_Records to process_.

━━━━━━━━━━━━━━━━━━━━

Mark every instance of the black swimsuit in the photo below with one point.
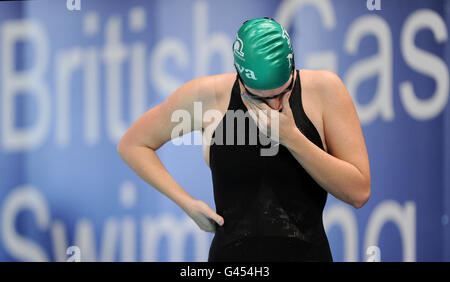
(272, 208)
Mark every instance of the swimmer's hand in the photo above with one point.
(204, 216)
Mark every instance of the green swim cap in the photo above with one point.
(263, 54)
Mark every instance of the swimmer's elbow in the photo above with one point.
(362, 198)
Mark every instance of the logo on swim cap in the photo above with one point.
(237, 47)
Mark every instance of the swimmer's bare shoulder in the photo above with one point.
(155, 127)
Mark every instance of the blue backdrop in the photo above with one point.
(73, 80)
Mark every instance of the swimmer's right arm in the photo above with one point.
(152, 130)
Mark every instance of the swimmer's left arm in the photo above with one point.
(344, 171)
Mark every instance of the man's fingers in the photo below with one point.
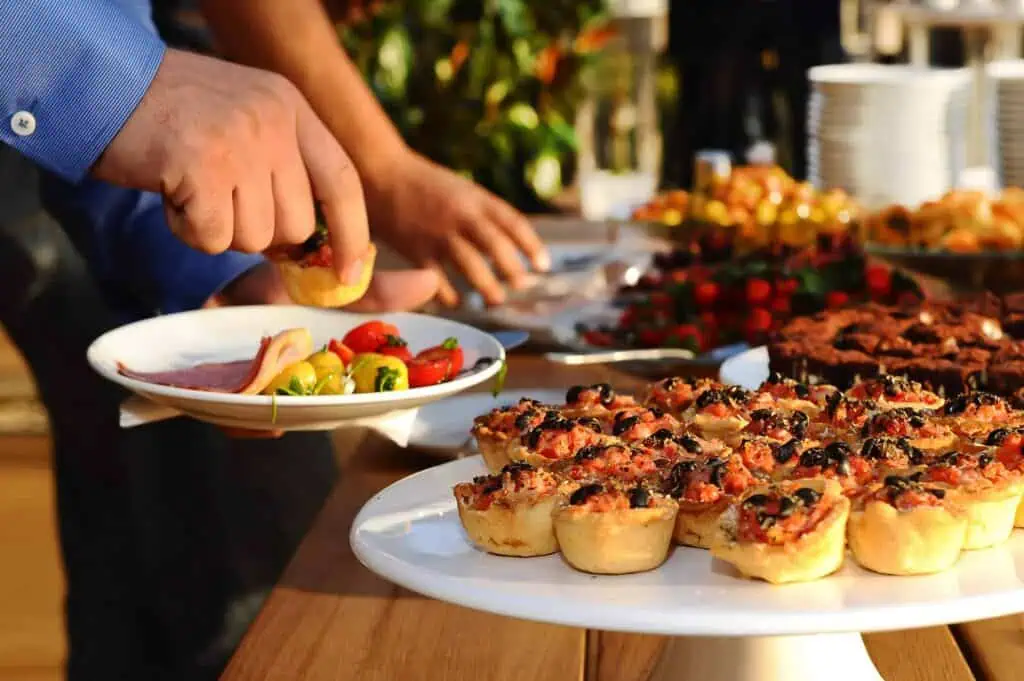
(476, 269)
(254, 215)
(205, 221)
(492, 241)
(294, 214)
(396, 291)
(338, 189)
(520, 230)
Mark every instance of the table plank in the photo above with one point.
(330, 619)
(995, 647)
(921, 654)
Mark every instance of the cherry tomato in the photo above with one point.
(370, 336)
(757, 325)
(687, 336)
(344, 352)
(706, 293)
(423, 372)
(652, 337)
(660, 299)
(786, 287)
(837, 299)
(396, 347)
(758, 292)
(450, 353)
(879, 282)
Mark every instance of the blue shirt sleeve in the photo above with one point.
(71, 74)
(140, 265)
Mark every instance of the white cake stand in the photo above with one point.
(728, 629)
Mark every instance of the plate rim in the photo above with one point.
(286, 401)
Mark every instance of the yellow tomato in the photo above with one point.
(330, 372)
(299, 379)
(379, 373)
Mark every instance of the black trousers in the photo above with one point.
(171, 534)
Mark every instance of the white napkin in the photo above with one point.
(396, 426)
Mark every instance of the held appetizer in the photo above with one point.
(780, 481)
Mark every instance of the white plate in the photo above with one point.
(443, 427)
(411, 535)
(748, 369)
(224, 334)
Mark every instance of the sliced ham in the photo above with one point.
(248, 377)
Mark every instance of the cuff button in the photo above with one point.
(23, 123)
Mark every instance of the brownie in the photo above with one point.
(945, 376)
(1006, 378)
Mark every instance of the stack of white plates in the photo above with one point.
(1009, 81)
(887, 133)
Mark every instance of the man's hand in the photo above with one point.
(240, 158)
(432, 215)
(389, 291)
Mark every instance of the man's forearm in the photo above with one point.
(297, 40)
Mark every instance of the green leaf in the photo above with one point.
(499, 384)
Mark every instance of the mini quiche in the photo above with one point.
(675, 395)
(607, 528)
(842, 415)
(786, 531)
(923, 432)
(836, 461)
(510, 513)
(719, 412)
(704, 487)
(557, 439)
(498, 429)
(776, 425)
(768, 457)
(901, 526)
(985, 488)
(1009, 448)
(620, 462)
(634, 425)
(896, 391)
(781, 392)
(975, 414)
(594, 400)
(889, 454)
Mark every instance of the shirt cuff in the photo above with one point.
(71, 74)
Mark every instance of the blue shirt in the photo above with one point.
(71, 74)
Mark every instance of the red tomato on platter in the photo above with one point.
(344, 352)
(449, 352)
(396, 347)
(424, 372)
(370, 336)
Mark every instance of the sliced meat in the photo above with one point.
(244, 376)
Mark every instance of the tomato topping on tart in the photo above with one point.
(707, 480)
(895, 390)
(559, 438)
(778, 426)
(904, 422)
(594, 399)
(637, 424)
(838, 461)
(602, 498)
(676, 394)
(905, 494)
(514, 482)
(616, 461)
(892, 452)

━━━━━━━━━━━━━━━━━━━━

_Task directions_. For this exercise, output the records exactly but omit their pictures.

_Task result_.
Mark every instance of the black swimsuit in the photo below with one point.
(272, 208)
Mark every instance of the swimmer's hand in the photo above with one point.
(204, 216)
Mark every instance of the green swim cap in the photo above with one point.
(263, 54)
Mark every instance of the swimmer's elbow in the photo above with one point.
(362, 198)
Mark every instance of the logo on swim cap in the photo above with one point.
(237, 47)
Mark every instance of the swimmer's bare shoulder in the photo above with one point.
(155, 127)
Mark every instance of the blue backdrop in the photo above with one point.
(73, 80)
Mark every instance of the swimmer's right arm in the photo above with one point.
(152, 130)
Mark every instance of the swimmer's left arm in the photo above with one point.
(344, 171)
Mark every instance of the man's fingers in the photo below with one point.
(476, 269)
(254, 215)
(205, 221)
(492, 241)
(294, 214)
(396, 291)
(338, 189)
(520, 230)
Mark every instance of the table plank in the photo above with one point.
(330, 619)
(995, 647)
(921, 654)
Mark every instance of the cherry tomato in the photo above with one point.
(370, 336)
(757, 325)
(687, 336)
(344, 352)
(706, 293)
(423, 372)
(652, 337)
(660, 299)
(786, 287)
(837, 299)
(396, 347)
(758, 292)
(450, 353)
(879, 282)
Mark every instance of the blue shirt sleeve in the photo above with one point.
(71, 74)
(140, 265)
Mark every instance of the white cake stand in the photo above with one point.
(728, 629)
Mark every instance of the plate rim in the photo above with one point.
(286, 401)
Mark every instance of the yellow tomato in the photo above with one point.
(330, 372)
(299, 379)
(379, 373)
Mark every instance of the black trousers in the photo above with one point.
(171, 534)
Mark every instance of the white napkin in the photo above with one point.
(396, 426)
Mark every instance of the held appetizer in the photo above with one point.
(780, 481)
Mark every instance of the white plate in the photo above with one point.
(443, 427)
(411, 535)
(748, 369)
(224, 334)
Mark every instance of the sliced ham in the photo above with one point.
(248, 377)
Mark every instance of the cuff button in the photo above with one point.
(23, 123)
Mark every instance of the brownie in the photo above with one point.
(945, 376)
(1006, 378)
Mark every instance of the stack of white plates in the photo above with one point.
(1009, 81)
(887, 133)
Mark every instance of the man's hand in the photo above with one point.
(240, 158)
(432, 215)
(389, 291)
Mark every instance of the man's forearm in the photo above with one point.
(297, 40)
Mark every instance of the green leaf in the photo above with one point.
(499, 384)
Mark every instance of the mini quiche in the photo above with one point.
(675, 395)
(607, 528)
(842, 415)
(786, 531)
(923, 432)
(836, 461)
(510, 513)
(719, 412)
(704, 487)
(557, 439)
(498, 429)
(776, 425)
(768, 457)
(901, 526)
(985, 488)
(1009, 448)
(620, 462)
(634, 425)
(896, 391)
(781, 392)
(975, 414)
(594, 400)
(889, 454)
Mark every instance of the shirt cuff in the photo above with one point.
(71, 74)
Mark every instance of the blue shirt in the photo above with one point.
(71, 74)
Mark every instance of the red tomato on platter in the photo above with one point.
(344, 352)
(449, 352)
(396, 347)
(424, 372)
(370, 336)
Mark every instance of the sliced meat in the photo above with one point.
(244, 376)
Mark every instance of the tomato topping on tart in the photo above with one point.
(707, 480)
(895, 390)
(559, 438)
(778, 426)
(904, 422)
(594, 399)
(637, 424)
(838, 461)
(602, 498)
(676, 394)
(905, 494)
(514, 482)
(616, 461)
(892, 452)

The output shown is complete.